[Entries from a dataset]

####################

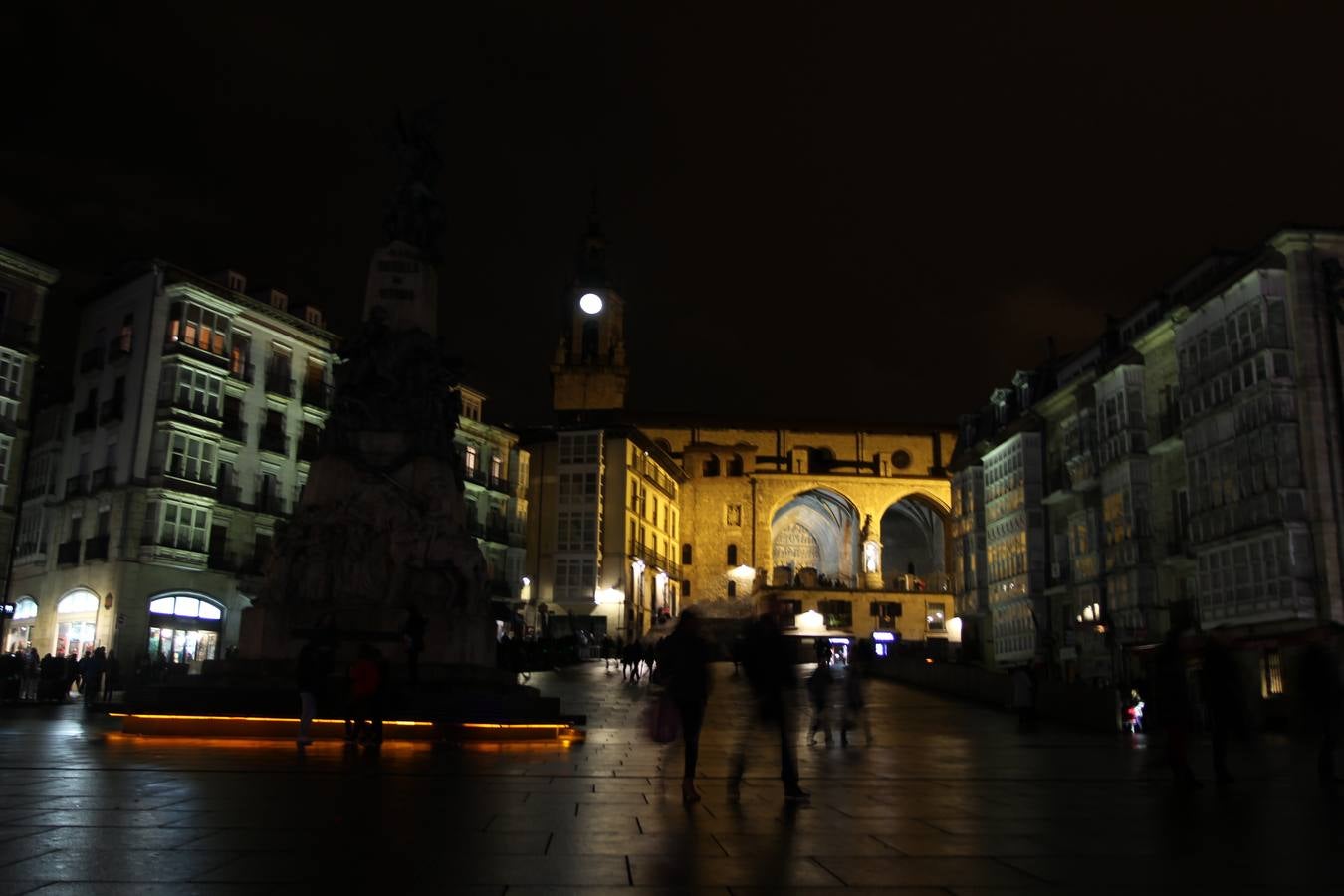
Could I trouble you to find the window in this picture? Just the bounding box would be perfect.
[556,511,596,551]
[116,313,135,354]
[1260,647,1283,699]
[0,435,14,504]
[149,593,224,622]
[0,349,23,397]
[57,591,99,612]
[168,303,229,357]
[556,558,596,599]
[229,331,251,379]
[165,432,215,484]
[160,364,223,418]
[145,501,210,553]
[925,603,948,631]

####################

From the top of the listing through the line containing "[145,501,210,553]", write those lines out again, swapping "window" for "door" and keeping everything else the same. Leave the picture out of your answer.

FULL ANSWER ▸
Could I trouble you to find the door in this picture? Just the bounding box would be perfect.
[556,511,596,551]
[116,313,135,354]
[1260,647,1283,699]
[0,435,14,504]
[149,593,224,622]
[0,349,23,397]
[57,591,99,612]
[168,303,229,357]
[556,558,596,599]
[229,331,251,379]
[165,432,215,484]
[160,364,223,418]
[145,501,210,553]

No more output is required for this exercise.